__Data shown__
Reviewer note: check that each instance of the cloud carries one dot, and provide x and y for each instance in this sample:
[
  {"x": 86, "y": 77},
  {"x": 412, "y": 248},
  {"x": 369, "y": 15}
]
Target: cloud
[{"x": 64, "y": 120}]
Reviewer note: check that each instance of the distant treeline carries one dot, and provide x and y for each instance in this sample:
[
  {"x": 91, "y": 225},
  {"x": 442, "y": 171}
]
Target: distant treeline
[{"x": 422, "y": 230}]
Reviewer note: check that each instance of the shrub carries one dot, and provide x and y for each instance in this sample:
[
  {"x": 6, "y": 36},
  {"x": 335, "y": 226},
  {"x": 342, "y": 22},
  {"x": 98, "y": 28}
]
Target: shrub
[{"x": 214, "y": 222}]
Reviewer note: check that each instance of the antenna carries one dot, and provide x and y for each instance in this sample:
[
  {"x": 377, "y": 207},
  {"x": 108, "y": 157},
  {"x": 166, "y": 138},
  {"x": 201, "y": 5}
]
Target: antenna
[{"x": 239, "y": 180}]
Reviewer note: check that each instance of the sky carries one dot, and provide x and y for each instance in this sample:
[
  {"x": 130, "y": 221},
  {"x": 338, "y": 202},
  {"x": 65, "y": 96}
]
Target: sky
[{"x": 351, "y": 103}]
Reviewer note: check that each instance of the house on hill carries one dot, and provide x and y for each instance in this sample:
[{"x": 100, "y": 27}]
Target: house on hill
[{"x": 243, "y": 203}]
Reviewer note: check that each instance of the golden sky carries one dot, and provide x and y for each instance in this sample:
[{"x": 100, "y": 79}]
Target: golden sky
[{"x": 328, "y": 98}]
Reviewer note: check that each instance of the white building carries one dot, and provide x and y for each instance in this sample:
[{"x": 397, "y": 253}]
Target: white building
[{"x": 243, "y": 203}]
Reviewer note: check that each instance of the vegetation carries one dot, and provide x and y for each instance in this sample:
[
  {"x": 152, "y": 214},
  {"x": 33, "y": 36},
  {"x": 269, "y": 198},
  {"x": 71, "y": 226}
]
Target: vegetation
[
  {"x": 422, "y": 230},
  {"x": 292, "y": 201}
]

__What is expected__
Each record above should be restated word for word.

__Response to the exercise__
Reviewer note: check that each instance of the cloud carries one dot, and provide x and y for each instance in this sample:
[
  {"x": 86, "y": 77},
  {"x": 412, "y": 248},
  {"x": 369, "y": 15}
]
Target: cloud
[{"x": 64, "y": 120}]
Reviewer note: check that each instance of the distant treeline carries one dot, and provide x and y for each instance in this sample:
[
  {"x": 91, "y": 225},
  {"x": 442, "y": 171}
]
Target: distant treeline
[{"x": 422, "y": 230}]
Reviewer note: check that each instance of the shrub carries one dot, and provide x and y for each instance in this sample:
[
  {"x": 6, "y": 36},
  {"x": 335, "y": 226},
  {"x": 342, "y": 22},
  {"x": 98, "y": 28}
]
Target: shrub
[{"x": 214, "y": 222}]
Reviewer note: check that each instance of the antenna carries one dot, and provide x and y for each instance in this sample:
[
  {"x": 377, "y": 207},
  {"x": 108, "y": 157},
  {"x": 166, "y": 138},
  {"x": 201, "y": 5}
]
Target: antenna
[{"x": 239, "y": 180}]
Reviewer note: check that each instance of the sky carries one dot, and provide x and y for each instance in this sample:
[
  {"x": 130, "y": 221},
  {"x": 338, "y": 202},
  {"x": 65, "y": 96}
]
Target: sky
[{"x": 351, "y": 103}]
Reviewer note: check that each instance of the house on hill carries one dot, and provide x and y for each instance in this sample:
[{"x": 100, "y": 27}]
Target: house on hill
[{"x": 243, "y": 203}]
Reviewer note: check that each instance of the golden sky carries one dot, and provide x and y for each instance in this sample:
[{"x": 100, "y": 79}]
Target: golden sky
[{"x": 328, "y": 98}]
Reviewer note: check that each instance of the white building carries one dot, and provide x and y for each instance in this sample:
[{"x": 397, "y": 253}]
Target: white building
[{"x": 243, "y": 203}]
Reviewer note: check that each instance of the vegetation carries one dot, and provide x and y for each instance in this sample:
[
  {"x": 152, "y": 214},
  {"x": 33, "y": 36},
  {"x": 269, "y": 198},
  {"x": 71, "y": 226}
]
Target: vegetation
[
  {"x": 422, "y": 230},
  {"x": 292, "y": 201}
]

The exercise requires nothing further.